**Dataset entries**
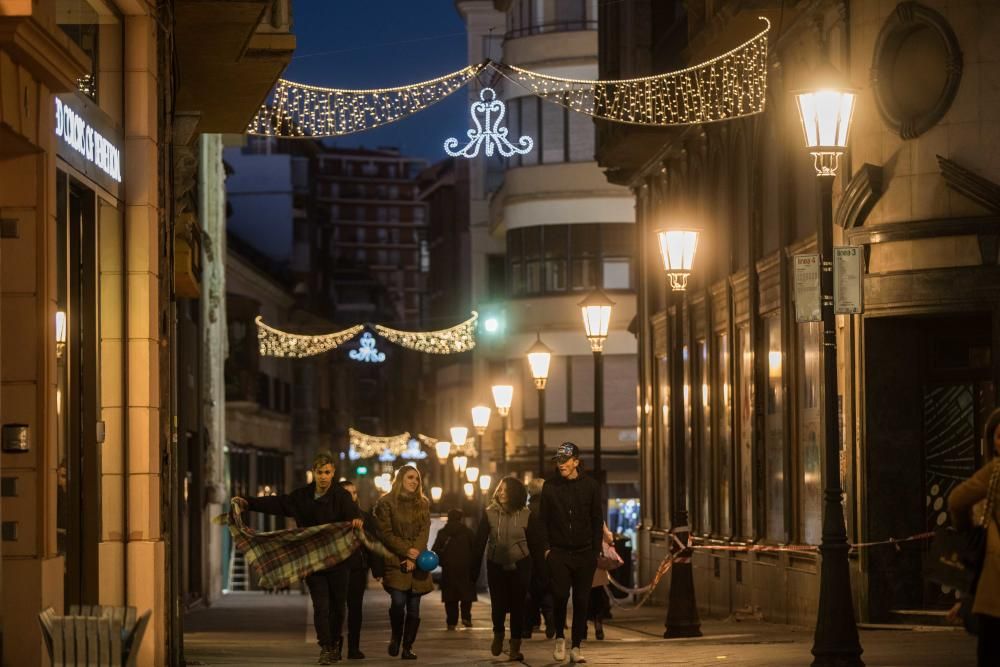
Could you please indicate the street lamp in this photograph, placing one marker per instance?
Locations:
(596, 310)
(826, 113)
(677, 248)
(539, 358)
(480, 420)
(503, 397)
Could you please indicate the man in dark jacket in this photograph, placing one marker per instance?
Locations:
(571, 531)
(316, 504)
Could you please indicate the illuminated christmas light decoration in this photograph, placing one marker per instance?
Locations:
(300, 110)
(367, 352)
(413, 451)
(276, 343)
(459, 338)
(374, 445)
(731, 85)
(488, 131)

**What you will do**
Every line of the data above is to be repeated exactly; the images are to be left out.

**Result of the exercise**
Could you please indicate the street lamp in this photograph, placing one marker per instance?
Locations:
(596, 310)
(826, 113)
(677, 248)
(539, 358)
(480, 420)
(503, 397)
Could you please indicate the man in dark jacket in this photograph, placing one marker per instance?
Locations:
(571, 531)
(316, 504)
Could you please indicate the illuminated christmas light decoration in this photograph, placing one marker per instance?
Locations:
(300, 110)
(367, 352)
(413, 451)
(276, 343)
(459, 338)
(374, 445)
(731, 85)
(488, 131)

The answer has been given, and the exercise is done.